本文抜粋:
|---|
マレーシアは東南アジアに位置し、マレー半島(西マレーシア)とボルネオ島北部(東マレーシア)で構成される多民族国家です。首都はクアラルンプールで、公用語はマレー語ですが、英語も広く使用されています。
人口は約3,200万人で、主にマレー系・中華系・インド系からなる複数の民族が共存しています。国教はイスラム教ですが、仏教・キリスト教・ヒンドゥー教なども広く信仰され、宗教的な寛容性のある社会が築かれています。
観光業を中心としたサービス業が主要産業であり、年間2,500万〜3,000万人の観光客が訪れる国際的な観光立国でもあります。
教育制度と就職観|マレーシア人のキャリア意識
マレーシアの教育制度は6歳から12歳までの義務教育が基礎となり、その後の中等教育(前期3年・後期2年)を経て大学進学を目指します。大学予備教育も整備されており、国家統一試験の結果に応じて進路が決まります。
多民族国家であるため、教育機関にはマレー語・中国語・タミル語を使用する学校が存在し、マレー語は全生徒の必修科目とされています。
|---|
課題:
マレーシアの文章から、「マレーシアは東南アジアに位置」で始まり「徒の必修科目とされています。」で終わる部分を一字も変えずに書き出してください。
|---|
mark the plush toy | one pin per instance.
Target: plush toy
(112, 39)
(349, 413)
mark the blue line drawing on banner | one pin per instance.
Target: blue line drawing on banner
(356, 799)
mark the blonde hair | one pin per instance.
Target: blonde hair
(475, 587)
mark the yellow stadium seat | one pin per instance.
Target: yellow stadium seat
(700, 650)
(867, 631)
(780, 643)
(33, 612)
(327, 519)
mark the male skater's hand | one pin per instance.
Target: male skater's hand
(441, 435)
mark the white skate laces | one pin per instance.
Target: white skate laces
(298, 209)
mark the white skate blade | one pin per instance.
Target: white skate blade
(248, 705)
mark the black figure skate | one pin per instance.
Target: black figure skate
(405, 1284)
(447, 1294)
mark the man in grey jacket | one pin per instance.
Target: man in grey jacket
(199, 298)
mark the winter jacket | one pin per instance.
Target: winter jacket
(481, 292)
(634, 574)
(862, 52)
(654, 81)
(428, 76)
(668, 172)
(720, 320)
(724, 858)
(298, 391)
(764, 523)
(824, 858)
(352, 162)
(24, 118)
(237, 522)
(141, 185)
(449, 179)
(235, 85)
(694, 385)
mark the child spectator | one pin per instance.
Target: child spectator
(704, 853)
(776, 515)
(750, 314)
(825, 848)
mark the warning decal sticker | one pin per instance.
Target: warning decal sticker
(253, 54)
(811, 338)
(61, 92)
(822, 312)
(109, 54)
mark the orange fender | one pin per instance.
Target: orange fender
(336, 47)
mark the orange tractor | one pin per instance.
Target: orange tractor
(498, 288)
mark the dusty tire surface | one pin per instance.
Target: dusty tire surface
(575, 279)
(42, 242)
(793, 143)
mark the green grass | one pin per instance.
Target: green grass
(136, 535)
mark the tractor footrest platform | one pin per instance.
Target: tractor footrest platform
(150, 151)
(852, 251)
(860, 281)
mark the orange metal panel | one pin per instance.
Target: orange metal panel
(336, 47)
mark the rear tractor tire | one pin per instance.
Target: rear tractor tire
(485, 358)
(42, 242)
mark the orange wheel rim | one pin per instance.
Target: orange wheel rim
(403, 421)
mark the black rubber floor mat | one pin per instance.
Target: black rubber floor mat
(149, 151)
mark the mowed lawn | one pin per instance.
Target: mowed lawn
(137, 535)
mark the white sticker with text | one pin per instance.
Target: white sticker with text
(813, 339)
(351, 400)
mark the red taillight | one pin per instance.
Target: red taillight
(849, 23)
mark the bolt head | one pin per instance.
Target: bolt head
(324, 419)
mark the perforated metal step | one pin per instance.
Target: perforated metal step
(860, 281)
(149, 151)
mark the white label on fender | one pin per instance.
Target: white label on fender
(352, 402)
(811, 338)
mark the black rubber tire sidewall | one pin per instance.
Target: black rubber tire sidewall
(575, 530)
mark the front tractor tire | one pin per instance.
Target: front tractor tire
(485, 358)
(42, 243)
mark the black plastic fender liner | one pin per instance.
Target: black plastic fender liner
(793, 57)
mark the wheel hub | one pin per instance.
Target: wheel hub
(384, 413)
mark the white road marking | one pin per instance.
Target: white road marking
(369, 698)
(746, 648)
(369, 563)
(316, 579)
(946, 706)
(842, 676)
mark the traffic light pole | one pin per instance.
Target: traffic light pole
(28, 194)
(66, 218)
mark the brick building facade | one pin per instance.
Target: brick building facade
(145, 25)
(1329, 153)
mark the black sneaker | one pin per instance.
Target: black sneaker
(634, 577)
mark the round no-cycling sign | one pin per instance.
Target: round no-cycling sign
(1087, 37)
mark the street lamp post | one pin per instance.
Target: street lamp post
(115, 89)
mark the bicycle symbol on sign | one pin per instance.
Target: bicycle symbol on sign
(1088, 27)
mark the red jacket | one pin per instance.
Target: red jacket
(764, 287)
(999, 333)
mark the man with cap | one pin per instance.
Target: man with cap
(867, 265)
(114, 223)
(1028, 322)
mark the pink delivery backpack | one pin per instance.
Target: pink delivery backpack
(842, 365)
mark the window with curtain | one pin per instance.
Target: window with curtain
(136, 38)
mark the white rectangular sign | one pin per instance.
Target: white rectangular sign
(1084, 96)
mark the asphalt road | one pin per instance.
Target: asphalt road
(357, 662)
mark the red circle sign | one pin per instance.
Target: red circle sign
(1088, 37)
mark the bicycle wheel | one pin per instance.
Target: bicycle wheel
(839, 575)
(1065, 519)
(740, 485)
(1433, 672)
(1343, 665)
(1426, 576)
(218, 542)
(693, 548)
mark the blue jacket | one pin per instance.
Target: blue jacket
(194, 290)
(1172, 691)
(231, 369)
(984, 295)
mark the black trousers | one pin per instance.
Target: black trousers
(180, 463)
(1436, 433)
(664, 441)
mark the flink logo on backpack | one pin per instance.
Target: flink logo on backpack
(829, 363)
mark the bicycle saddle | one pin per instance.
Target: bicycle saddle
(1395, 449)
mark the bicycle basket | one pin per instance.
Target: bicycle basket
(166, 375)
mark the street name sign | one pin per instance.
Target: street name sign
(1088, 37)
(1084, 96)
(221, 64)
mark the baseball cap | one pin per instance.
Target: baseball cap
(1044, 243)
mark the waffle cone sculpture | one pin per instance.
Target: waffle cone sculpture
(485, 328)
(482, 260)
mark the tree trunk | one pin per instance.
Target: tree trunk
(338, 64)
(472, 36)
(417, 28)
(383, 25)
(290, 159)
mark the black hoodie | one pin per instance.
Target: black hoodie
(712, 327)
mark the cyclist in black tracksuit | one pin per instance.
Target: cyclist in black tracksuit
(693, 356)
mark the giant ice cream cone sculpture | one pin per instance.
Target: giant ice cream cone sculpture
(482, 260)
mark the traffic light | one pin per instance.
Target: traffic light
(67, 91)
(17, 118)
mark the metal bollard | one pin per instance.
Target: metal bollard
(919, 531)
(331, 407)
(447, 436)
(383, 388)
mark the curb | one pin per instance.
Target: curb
|---|
課題の結果:
マレーシアは東南アジアに位置し、マレー半島(西マレーシア)とボルネオ島北部(東マレーシア)で構成される多民族国家です。首都はクアラルンプールで、公用語はマレー語ですが、英語も広く使用されています。
人口は約3,200万人で、主にマレー系・中華系・インド系からなる複数の民族が共存しています。国教はイスラム教ですが、仏教・キリスト教・ヒンドゥー教なども広く信仰され、宗教的な寛容性のある社会が築かれています。
観光業を中心としたサービス業が主要産業であり、年間2,500万〜3,000万人の観光客が訪れる国際的な観光立国でもあります。
教育制度と就職観|マレーシア人のキャリア意識
マレーシアの教育制度は6歳から12歳までの義務教育が基礎となり、その後の中等教育(前期3年・後期2年)を経て大学進学を目指します。大学予備教育も整備されており、国家統一試験の結果に応じて進路が決まります。
多民族国家であるため、教育機関にはマレー語・中国語・タミル語を使用する学校が存在し、マレー語は全生徒の必修科目とされています。